Task to complete —
Begin at the line containing "Put a point on every instance of the white wall;" and stop after the line containing "<point>200,201</point>". Convert those lines of the data below into a JSON list of strings, one string per line, and leave out blank lines.

Exercise input —
■ ■ ■

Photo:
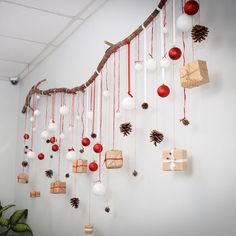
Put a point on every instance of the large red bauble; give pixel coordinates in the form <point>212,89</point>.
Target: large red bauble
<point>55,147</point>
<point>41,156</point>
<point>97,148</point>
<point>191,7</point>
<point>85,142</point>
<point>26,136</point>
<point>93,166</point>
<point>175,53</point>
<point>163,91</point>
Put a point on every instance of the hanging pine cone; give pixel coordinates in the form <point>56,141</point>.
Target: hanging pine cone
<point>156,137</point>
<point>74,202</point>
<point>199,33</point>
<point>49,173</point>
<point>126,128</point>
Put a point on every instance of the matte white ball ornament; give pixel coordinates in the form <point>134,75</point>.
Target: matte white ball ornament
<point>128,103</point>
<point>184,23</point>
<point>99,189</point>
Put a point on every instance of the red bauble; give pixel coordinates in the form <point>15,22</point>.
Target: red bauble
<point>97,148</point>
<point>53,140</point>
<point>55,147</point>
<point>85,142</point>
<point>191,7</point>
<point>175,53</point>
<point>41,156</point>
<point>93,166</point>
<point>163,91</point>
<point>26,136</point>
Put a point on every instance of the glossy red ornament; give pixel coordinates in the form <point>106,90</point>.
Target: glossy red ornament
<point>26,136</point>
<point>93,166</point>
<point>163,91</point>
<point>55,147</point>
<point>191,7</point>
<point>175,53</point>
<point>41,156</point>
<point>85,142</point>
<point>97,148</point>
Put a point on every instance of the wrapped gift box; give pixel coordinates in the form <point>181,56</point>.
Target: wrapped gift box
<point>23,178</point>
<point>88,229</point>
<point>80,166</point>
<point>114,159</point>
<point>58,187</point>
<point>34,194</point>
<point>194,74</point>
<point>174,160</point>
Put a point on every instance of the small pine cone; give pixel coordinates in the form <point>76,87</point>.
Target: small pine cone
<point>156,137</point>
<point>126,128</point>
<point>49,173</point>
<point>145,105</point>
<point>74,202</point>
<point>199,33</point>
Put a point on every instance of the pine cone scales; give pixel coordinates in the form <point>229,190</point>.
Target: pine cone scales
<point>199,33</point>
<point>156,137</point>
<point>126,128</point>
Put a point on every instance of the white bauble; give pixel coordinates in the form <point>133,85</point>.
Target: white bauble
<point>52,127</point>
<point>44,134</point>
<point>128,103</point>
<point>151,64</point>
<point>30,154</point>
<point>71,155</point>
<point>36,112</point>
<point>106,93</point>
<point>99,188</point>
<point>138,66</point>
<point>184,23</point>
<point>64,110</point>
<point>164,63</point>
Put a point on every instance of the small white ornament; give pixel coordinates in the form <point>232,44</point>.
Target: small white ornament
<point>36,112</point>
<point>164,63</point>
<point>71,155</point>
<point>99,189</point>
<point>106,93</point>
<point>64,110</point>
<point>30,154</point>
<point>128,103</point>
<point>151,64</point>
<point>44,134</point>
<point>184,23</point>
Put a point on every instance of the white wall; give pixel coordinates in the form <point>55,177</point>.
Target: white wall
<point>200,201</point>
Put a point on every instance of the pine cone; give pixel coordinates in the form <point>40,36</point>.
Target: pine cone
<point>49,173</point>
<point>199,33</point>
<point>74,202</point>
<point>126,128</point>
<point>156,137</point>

■ ■ ■

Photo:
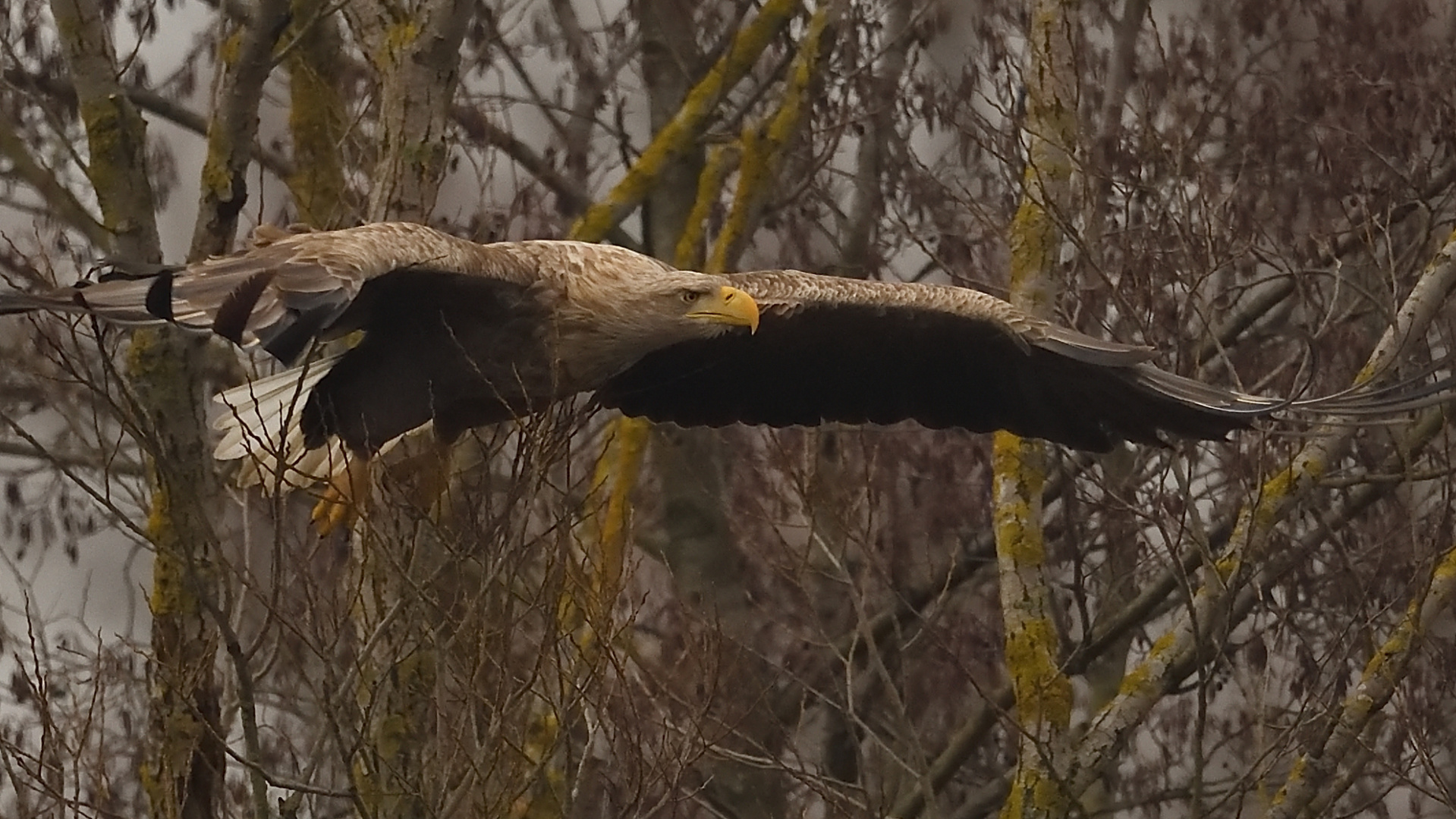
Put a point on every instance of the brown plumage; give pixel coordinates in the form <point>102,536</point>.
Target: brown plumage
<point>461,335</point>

■ ■ ■

Solution to the problem —
[
  "Put a point on every instance of the white wall; give pixel coordinates in the form <point>55,177</point>.",
  "Target: white wall",
  "<point>200,201</point>"
]